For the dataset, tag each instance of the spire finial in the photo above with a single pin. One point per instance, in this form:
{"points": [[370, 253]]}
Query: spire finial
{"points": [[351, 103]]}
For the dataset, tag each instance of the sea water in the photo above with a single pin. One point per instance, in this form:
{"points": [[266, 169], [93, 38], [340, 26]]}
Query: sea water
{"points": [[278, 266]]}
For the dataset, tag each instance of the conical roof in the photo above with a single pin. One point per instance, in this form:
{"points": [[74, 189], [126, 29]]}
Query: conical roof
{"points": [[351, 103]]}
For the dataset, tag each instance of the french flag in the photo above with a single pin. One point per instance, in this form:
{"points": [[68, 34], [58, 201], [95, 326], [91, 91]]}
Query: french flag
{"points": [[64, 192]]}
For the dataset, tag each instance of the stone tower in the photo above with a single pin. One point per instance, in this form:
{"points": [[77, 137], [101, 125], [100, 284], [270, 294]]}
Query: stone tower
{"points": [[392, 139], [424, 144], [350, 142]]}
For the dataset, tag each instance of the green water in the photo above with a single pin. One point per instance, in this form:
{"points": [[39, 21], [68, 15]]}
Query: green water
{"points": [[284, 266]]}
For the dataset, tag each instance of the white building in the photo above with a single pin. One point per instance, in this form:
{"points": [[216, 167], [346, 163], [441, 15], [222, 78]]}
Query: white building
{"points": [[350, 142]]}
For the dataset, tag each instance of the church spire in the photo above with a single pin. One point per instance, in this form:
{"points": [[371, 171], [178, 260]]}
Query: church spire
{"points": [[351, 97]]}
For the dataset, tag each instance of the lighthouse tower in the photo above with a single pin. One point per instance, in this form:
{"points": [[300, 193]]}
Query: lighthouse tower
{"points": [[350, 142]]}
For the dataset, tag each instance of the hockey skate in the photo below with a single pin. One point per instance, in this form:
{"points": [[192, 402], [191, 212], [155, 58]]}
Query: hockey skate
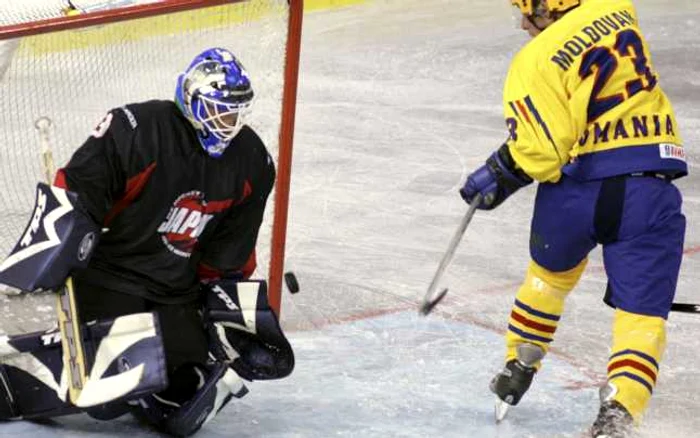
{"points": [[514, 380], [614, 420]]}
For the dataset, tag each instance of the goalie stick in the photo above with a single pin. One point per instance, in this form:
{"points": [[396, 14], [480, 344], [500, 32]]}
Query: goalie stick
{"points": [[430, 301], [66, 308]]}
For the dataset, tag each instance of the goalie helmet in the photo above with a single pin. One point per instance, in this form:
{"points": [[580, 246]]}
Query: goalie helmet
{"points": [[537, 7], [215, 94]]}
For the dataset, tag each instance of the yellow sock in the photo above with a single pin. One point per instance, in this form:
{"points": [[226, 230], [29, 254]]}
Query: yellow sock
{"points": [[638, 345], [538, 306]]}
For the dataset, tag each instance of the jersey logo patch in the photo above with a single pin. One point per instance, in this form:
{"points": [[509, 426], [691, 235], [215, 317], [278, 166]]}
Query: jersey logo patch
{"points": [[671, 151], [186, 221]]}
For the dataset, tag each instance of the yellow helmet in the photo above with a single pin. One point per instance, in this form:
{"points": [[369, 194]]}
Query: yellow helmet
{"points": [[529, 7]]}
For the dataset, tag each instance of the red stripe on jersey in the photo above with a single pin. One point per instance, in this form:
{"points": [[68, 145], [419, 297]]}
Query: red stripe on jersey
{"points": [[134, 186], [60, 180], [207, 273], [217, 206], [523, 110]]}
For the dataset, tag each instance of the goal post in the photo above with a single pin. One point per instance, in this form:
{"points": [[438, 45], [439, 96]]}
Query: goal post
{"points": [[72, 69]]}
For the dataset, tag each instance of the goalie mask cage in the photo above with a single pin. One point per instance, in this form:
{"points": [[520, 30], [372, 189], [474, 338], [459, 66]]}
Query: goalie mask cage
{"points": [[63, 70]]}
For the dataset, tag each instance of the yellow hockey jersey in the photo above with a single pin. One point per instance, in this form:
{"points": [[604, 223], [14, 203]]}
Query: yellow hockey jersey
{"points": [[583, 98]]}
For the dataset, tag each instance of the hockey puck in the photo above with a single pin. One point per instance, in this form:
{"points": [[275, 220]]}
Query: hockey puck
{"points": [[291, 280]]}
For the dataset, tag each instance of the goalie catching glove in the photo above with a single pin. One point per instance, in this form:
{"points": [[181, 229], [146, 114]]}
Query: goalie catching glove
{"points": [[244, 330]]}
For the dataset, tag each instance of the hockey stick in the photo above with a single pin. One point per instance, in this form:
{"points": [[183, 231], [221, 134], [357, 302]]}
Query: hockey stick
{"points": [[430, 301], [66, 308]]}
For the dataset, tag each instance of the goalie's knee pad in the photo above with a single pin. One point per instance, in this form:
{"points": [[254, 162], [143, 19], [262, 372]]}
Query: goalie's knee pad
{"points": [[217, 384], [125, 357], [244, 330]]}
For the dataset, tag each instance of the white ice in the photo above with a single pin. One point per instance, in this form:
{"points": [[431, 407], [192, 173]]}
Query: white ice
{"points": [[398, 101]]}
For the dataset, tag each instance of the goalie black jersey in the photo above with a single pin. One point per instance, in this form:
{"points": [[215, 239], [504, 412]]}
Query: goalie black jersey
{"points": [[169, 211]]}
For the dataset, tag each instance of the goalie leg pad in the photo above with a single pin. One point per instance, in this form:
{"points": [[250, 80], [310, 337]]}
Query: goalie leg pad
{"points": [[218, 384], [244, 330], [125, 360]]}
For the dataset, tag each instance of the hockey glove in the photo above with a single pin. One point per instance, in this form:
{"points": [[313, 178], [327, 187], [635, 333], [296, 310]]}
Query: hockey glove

·····

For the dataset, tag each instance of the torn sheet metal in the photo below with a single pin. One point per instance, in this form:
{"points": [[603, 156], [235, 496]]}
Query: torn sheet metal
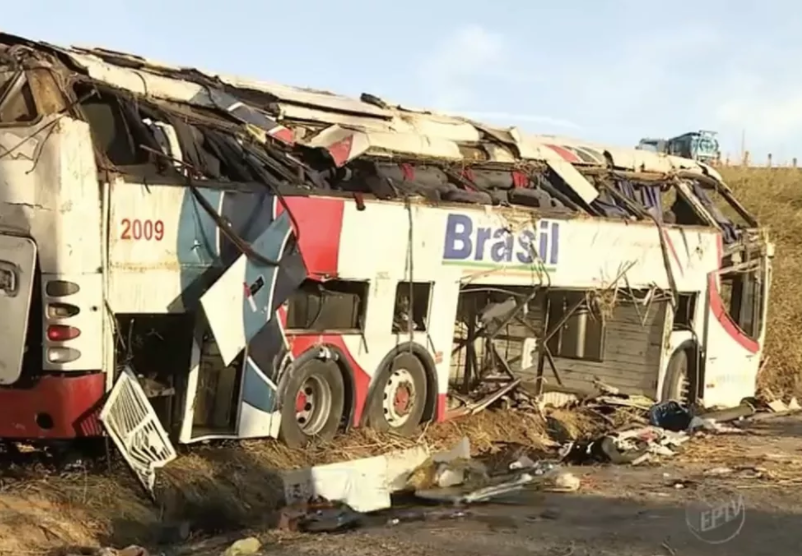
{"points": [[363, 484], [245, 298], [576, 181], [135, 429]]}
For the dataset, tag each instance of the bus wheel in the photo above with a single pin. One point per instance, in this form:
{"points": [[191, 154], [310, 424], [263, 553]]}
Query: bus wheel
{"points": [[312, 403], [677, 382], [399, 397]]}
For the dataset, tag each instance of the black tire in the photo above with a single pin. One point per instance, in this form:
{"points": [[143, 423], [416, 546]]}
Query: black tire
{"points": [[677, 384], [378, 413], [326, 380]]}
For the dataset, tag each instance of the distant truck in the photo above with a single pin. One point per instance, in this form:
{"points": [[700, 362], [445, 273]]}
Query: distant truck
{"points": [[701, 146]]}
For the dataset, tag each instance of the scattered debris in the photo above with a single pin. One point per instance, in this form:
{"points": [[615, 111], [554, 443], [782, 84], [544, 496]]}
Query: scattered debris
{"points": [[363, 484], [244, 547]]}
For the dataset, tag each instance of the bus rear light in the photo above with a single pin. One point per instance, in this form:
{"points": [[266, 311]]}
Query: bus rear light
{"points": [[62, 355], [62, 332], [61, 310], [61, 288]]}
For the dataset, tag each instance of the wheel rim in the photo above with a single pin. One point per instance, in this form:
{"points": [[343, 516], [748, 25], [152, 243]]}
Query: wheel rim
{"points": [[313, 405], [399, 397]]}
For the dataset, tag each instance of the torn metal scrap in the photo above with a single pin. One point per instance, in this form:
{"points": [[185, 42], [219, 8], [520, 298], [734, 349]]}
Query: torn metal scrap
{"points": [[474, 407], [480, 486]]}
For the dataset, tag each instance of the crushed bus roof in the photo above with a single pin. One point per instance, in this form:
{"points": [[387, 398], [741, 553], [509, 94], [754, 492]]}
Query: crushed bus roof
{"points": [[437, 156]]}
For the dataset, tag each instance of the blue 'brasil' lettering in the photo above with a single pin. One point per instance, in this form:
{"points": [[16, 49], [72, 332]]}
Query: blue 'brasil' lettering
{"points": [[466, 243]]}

·····

* _Your goal_
Edit the material from the line with "For the dataset, tag each instance of the goalie leg" to the line with "Query: hockey glove" by replacing "leg pad" with "leg guard", leaving everything else unchanged, and return only those lines.

* _Reply to the exercise_
For the dataset, tag each instance of the goalie leg guard in the photo above with a single pin. One point per instance, in this form:
{"points": [[250, 80], [310, 337]]}
Query: goalie leg guard
{"points": [[218, 384], [244, 330], [125, 360]]}
For the dataset, tag each instance of the hockey glove in the photo above with a single pin. One point per instance, in this form:
{"points": [[313, 178], [327, 187], [635, 333], [296, 310]]}
Query: hockey glove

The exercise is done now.